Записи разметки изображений
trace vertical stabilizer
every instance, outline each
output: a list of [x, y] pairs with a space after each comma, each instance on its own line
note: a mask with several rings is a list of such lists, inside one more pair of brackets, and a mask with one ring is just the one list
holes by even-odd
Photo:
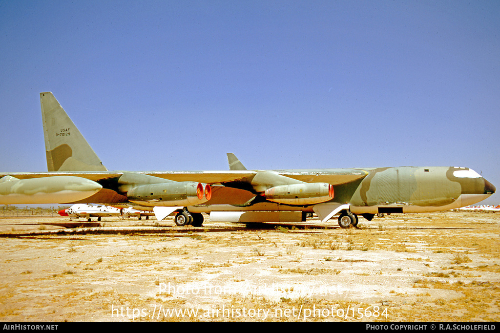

### Поставленная задача
Перепишите листинг целиком, заменив «vertical stabilizer» на «horizontal stabilizer» и не меняя ничего другого. Изображения в ответ не включайте.

### Решение задачи
trace horizontal stabilizer
every instance, outline each
output: a list of [x, y] pairs with a space after each comma, each instance on its own line
note: a mask with several rings is a list of such lists, inside one more pair of brackets, and a mask with one ring is just the one list
holes by even-odd
Photo:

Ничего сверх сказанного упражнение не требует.